* INPUT DATA
▼

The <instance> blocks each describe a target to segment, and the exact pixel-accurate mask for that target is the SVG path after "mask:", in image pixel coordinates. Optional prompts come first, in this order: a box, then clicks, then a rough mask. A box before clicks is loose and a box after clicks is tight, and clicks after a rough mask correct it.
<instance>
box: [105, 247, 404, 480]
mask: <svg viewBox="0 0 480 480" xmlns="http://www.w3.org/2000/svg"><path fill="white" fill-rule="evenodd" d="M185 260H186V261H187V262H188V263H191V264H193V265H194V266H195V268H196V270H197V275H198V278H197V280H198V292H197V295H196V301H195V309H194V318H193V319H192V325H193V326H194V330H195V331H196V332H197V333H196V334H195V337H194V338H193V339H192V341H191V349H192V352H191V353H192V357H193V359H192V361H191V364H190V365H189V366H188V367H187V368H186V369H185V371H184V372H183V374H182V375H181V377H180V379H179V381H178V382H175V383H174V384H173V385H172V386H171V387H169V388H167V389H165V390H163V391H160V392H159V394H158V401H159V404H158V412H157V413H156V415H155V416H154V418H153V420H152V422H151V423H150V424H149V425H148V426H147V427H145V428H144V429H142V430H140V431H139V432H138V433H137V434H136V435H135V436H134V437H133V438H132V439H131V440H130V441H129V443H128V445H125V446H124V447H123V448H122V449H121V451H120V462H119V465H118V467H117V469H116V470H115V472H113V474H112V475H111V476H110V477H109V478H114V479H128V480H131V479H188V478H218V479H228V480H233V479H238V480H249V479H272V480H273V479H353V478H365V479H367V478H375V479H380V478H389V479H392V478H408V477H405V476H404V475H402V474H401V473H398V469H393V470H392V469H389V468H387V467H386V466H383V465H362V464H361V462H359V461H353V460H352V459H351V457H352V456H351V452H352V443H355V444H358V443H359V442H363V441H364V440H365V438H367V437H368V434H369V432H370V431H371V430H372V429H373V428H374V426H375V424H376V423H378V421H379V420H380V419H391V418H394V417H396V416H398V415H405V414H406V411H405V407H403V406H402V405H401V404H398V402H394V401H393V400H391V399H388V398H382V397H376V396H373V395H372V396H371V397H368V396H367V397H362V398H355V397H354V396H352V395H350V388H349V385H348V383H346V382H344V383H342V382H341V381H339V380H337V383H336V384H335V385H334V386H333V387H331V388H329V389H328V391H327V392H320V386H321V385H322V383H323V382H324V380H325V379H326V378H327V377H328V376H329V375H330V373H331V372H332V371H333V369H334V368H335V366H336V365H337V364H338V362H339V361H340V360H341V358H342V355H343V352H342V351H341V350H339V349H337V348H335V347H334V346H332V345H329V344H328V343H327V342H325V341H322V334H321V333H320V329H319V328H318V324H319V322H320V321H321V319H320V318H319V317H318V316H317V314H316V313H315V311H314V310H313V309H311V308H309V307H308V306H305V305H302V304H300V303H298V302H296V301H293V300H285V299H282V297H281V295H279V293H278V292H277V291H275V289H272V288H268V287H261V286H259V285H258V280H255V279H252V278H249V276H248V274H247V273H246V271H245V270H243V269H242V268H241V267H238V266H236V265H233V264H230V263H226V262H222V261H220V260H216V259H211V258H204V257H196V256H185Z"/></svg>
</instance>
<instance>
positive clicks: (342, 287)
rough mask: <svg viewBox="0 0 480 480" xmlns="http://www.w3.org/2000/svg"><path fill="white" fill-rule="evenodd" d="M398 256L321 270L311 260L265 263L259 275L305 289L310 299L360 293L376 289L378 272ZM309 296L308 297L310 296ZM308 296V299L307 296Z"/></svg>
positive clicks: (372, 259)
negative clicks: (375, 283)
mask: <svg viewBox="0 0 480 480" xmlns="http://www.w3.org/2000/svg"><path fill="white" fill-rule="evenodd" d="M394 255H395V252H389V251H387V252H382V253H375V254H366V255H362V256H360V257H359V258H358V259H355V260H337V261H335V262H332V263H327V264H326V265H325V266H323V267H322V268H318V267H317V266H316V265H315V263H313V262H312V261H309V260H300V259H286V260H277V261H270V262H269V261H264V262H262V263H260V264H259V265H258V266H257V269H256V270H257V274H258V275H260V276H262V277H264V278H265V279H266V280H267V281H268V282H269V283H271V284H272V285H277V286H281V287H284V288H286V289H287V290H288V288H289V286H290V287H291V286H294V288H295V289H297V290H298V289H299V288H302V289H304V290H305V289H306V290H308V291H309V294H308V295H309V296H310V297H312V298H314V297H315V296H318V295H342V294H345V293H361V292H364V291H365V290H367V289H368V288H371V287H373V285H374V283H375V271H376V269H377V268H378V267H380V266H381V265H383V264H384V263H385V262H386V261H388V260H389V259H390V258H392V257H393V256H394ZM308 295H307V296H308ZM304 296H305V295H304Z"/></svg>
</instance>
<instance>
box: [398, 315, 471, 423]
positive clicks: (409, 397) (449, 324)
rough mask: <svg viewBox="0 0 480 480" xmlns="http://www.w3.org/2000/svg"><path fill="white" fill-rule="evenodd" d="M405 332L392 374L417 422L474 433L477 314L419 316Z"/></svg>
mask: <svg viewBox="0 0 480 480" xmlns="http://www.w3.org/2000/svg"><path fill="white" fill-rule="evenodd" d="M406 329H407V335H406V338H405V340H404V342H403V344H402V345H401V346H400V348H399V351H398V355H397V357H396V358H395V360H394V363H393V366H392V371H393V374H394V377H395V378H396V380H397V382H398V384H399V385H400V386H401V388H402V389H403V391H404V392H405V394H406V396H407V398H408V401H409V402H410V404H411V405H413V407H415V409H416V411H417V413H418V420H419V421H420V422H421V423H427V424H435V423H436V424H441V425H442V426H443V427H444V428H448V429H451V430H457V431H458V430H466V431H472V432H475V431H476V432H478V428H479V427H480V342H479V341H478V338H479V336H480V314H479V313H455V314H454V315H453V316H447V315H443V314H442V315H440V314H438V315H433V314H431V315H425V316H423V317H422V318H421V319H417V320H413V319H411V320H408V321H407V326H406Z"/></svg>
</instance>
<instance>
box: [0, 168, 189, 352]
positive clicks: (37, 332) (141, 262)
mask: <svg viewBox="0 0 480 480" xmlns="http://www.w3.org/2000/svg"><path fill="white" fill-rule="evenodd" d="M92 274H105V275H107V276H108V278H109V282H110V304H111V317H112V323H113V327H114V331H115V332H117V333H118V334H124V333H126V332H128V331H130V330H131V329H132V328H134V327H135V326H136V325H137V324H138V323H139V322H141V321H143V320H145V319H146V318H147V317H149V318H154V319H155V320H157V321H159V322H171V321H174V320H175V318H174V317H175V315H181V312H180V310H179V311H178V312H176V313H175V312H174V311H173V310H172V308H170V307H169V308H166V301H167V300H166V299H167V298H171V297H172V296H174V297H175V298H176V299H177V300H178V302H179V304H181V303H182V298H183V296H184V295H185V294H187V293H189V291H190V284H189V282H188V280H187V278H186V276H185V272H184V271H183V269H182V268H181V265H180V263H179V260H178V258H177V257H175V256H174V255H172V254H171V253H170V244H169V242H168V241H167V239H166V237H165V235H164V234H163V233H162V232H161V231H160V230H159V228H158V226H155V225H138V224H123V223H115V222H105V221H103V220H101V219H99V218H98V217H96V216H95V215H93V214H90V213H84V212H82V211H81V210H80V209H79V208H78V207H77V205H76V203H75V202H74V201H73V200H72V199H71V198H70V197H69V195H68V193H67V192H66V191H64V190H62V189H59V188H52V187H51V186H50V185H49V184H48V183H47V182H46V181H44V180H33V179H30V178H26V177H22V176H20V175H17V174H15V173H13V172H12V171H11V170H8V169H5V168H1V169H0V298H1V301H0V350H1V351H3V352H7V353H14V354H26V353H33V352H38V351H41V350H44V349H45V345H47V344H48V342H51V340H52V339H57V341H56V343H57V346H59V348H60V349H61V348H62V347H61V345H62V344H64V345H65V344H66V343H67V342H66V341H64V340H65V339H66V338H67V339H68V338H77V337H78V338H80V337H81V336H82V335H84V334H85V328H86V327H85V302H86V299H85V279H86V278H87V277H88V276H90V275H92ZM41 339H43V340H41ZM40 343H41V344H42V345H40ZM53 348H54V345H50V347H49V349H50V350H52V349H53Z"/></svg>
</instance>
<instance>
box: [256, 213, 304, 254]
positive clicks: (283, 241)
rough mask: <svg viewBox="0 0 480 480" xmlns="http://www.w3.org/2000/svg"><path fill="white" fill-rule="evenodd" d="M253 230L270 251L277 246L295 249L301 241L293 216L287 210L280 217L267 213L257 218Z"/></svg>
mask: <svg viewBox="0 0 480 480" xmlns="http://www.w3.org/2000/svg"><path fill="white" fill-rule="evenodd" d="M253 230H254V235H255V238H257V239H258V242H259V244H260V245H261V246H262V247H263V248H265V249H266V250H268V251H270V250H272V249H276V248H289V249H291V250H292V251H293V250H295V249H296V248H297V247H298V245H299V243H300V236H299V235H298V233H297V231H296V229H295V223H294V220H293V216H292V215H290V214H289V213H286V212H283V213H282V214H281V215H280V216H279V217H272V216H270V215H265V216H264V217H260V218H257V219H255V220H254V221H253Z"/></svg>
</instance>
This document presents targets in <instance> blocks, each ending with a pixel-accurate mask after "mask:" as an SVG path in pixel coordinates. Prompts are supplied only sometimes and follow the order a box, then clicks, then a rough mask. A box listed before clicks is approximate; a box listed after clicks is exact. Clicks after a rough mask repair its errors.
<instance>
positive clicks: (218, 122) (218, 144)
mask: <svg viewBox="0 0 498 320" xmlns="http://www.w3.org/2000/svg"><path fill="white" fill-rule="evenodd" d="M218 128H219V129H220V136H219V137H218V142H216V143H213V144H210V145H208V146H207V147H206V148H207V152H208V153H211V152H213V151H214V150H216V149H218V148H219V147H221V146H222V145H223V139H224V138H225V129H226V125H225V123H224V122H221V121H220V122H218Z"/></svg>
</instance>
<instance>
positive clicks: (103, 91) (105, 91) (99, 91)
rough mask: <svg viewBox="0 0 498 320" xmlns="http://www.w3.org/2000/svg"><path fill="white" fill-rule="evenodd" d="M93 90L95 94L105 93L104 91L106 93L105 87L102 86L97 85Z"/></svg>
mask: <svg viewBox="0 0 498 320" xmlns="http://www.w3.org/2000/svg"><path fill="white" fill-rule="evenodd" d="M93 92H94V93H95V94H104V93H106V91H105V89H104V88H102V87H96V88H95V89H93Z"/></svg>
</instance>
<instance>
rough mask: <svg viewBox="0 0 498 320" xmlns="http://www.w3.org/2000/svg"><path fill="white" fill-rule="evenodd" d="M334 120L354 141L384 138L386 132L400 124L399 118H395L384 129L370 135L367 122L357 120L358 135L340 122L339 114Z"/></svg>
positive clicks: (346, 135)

▲

* WORK TO COMPLETE
Copy out only the lines of the records above from the one with "332L392 374L417 422L474" through the one with "box: [0, 168, 189, 352]", exactly as they stand, both included.

* SOLUTION FOR THIS EXERCISE
rough mask: <svg viewBox="0 0 480 480" xmlns="http://www.w3.org/2000/svg"><path fill="white" fill-rule="evenodd" d="M405 332L392 374L417 422L474 433L477 314L419 316Z"/></svg>
mask: <svg viewBox="0 0 480 480" xmlns="http://www.w3.org/2000/svg"><path fill="white" fill-rule="evenodd" d="M406 329H407V335H406V338H405V340H404V342H403V344H402V345H401V346H400V348H399V351H398V355H397V357H396V358H395V360H394V363H393V366H392V371H393V374H394V377H395V378H396V380H397V382H398V384H399V385H400V386H401V388H402V389H403V391H404V392H405V394H406V396H407V398H408V401H409V402H410V404H411V405H413V407H415V409H416V411H417V413H418V420H419V421H420V422H421V423H427V424H435V423H436V424H441V425H442V426H443V427H444V428H448V429H451V430H457V431H458V430H466V431H472V432H475V431H476V432H478V428H479V427H480V342H479V341H478V338H479V336H480V314H479V313H455V314H454V315H453V316H447V315H443V314H442V315H440V314H438V315H433V314H431V315H425V316H423V317H422V318H421V319H417V320H413V319H411V320H408V321H407V326H406Z"/></svg>
</instance>
<instance>
box: [0, 168, 189, 352]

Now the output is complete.